(Point-per-instance localization data)
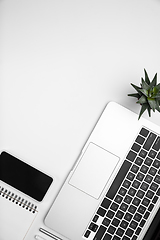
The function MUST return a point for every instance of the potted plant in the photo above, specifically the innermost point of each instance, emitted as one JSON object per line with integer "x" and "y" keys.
{"x": 148, "y": 94}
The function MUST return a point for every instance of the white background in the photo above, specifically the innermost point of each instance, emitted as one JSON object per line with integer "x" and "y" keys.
{"x": 61, "y": 62}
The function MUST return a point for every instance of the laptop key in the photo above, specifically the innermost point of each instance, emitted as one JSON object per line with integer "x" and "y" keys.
{"x": 100, "y": 233}
{"x": 105, "y": 203}
{"x": 118, "y": 180}
{"x": 144, "y": 132}
{"x": 107, "y": 237}
{"x": 101, "y": 212}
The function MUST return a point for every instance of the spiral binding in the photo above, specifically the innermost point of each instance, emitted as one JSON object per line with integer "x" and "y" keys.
{"x": 17, "y": 200}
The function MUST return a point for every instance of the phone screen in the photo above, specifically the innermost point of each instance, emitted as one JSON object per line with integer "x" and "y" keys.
{"x": 23, "y": 177}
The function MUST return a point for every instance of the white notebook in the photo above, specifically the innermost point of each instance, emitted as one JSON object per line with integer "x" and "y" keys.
{"x": 16, "y": 214}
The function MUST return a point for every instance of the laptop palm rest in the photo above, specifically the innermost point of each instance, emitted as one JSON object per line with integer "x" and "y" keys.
{"x": 94, "y": 170}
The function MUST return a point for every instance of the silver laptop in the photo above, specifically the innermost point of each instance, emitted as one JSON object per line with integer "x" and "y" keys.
{"x": 112, "y": 192}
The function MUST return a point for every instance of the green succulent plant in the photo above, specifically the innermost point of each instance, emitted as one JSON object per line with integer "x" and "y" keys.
{"x": 148, "y": 94}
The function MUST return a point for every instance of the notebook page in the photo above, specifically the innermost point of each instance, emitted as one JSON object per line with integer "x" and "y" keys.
{"x": 16, "y": 215}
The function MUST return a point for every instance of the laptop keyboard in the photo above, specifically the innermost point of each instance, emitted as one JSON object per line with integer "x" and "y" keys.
{"x": 133, "y": 194}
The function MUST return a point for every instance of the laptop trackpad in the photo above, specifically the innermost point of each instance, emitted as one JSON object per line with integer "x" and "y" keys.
{"x": 94, "y": 170}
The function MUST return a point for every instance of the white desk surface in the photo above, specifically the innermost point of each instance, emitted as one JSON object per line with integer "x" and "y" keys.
{"x": 61, "y": 62}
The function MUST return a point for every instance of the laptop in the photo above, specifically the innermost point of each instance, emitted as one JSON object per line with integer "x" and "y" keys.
{"x": 113, "y": 190}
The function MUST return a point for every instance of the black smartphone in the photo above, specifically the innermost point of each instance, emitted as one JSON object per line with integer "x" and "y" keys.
{"x": 24, "y": 177}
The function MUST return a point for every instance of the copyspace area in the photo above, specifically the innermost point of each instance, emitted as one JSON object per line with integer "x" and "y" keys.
{"x": 61, "y": 62}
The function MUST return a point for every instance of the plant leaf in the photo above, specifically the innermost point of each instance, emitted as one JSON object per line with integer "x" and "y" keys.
{"x": 157, "y": 105}
{"x": 137, "y": 95}
{"x": 146, "y": 77}
{"x": 143, "y": 108}
{"x": 144, "y": 91}
{"x": 152, "y": 103}
{"x": 142, "y": 100}
{"x": 154, "y": 81}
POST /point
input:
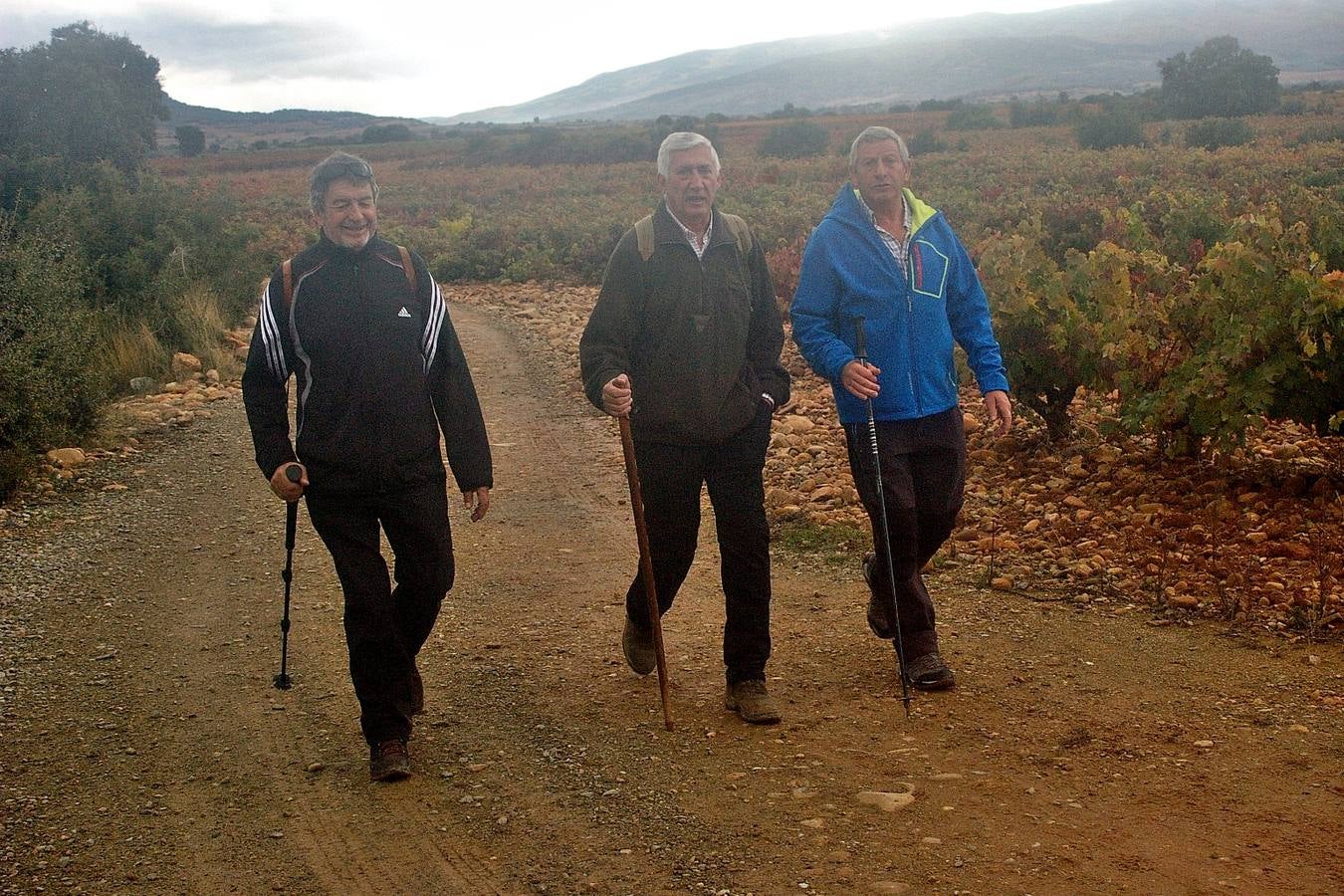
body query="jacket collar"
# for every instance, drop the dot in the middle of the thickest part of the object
(848, 208)
(667, 230)
(331, 250)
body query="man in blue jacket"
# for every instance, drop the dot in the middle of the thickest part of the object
(883, 256)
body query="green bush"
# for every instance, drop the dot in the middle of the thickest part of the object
(1109, 129)
(49, 392)
(925, 141)
(794, 140)
(1032, 115)
(972, 118)
(1216, 133)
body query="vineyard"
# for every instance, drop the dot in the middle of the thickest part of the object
(1172, 318)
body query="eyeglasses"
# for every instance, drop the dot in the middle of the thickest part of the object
(352, 169)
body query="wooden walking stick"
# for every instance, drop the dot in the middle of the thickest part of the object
(651, 591)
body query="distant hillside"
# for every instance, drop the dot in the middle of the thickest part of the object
(1112, 46)
(284, 125)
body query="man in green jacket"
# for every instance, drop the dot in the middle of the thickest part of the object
(684, 340)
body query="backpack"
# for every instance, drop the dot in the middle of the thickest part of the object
(738, 227)
(287, 272)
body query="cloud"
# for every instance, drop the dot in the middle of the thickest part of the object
(248, 51)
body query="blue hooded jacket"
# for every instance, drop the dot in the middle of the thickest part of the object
(910, 322)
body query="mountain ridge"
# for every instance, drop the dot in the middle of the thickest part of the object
(1110, 46)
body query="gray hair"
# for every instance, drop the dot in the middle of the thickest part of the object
(872, 134)
(678, 141)
(338, 165)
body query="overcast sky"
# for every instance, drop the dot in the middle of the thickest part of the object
(437, 58)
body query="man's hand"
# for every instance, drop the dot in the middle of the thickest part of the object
(615, 396)
(477, 501)
(999, 410)
(285, 489)
(860, 379)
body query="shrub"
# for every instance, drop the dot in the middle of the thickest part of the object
(47, 392)
(1032, 115)
(1109, 129)
(794, 140)
(925, 141)
(974, 118)
(1216, 133)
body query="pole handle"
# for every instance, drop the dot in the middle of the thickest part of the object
(860, 340)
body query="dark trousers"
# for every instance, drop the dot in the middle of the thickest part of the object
(924, 474)
(669, 480)
(386, 626)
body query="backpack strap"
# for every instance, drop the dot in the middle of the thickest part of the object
(287, 273)
(644, 237)
(738, 227)
(740, 231)
(409, 269)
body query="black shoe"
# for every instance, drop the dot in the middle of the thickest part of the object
(929, 672)
(637, 646)
(879, 618)
(417, 693)
(388, 761)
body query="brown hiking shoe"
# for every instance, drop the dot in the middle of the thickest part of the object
(637, 646)
(388, 761)
(879, 617)
(929, 672)
(752, 702)
(417, 693)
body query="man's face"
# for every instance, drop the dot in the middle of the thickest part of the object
(879, 173)
(690, 185)
(349, 215)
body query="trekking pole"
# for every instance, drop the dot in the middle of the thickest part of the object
(884, 538)
(293, 473)
(651, 591)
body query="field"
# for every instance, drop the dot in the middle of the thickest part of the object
(1143, 600)
(1141, 295)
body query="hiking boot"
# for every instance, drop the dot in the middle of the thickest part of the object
(752, 702)
(929, 672)
(637, 646)
(879, 617)
(417, 693)
(388, 761)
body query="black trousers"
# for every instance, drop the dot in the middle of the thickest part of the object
(669, 480)
(924, 476)
(386, 626)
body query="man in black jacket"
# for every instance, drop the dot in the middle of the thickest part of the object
(686, 340)
(379, 372)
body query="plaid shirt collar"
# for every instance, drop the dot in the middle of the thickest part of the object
(691, 237)
(899, 249)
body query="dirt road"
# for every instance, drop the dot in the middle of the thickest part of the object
(144, 750)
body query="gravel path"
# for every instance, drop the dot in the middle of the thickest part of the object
(1085, 750)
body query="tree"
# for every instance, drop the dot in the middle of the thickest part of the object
(1220, 78)
(191, 140)
(795, 140)
(1117, 126)
(84, 96)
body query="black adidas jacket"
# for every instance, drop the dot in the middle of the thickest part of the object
(379, 372)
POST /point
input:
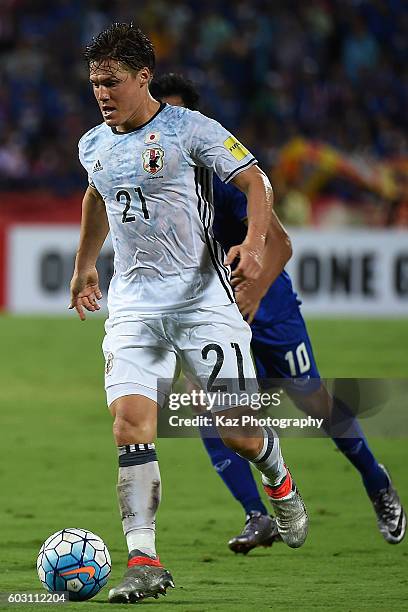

▸ **Exercise aim**:
Count the lines in the data where "shoe" occurs. Report the number only.

▸ **Task response**:
2